This qualitative case study explored the information literacy acquisition of 23 students enrolled in a learning community consisting of an advanced ESL writing class and a one unit class introducing students to research at a suburban community college library in California. As there are no other known learning communities that link an ESL course to a library course, this site afforded a unique opportunity to understand the ways in which ESL students learn to conduct library research.

Students encountered difficulties while finding, evaluating, and using information for their ESL assignments. These problems were substantial, but more noteworthy were the strategies that the students, their ESL instructor and their instructional librarian crafted in response.

The learning community structure enabled a number of important strategies. Strategies by the instructors included integration of the two courses' curricula; contextualized learning activities; cross-over teaching by the instructors; explicit instruction followed by guided workshop sessions. Some student strategies were persistence in asking questions, dictionary use, re-reading, and a resourceful disposition. Joint strategies included dialogue to clarify research strategies and to understand difficult text, student-crafted research techniques that were observed by instructors and shared with class; and an affirmation of the students' emerging research practices.

This study adds to our understanding of one particular area of academic discourse acquisition in a second language--how ESL students learn to interact with information in the context of community college. This study's findings refute the idea that ESL students must wait to become researchers until their English is college-ready. ESL students in this study discovered new language forms, new texts, new ideas, and new research practices simultaneously, in large part because of the relationships that developed over time among the students, instructor and librarian.

» DATA SHOWN:
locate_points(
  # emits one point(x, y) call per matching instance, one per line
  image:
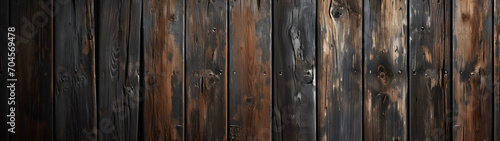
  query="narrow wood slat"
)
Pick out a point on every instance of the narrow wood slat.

» OBJECTIVES:
a - Check each statement against the ESL library study and answer yes or no, quoting the text's deciding words: (i) The study followed 23 students. (ii) The findings support making ESL students wait until their English is college-ready before they do research. (iii) Dictionary use was one of the students' strategies.
b - Reproduce the ESL library study word for word from "This study adds" to "instructor and librarian.".

» COMPLETED EXERCISE:
a -
(i) Yes: "23 students enrolled in a learning community"
(ii) No: "This study's findings refute the idea that ESL students must wait to become researchers until their English is college-ready."
(iii) Yes: "Some student strategies were persistence in asking questions, dictionary use, re-reading, and a resourceful disposition."

b -
This study adds to our understanding of one particular area of academic discourse acquisition in a second language--how ESL students learn to interact with information in the context of community college. This study's findings refute the idea that ESL students must wait to become researchers until their English is college-ready. ESL students in this study discovered new language forms, new texts, new ideas, and new research practices simultaneously, in large part because of the relationships that developed over time among the students, instructor and librarian.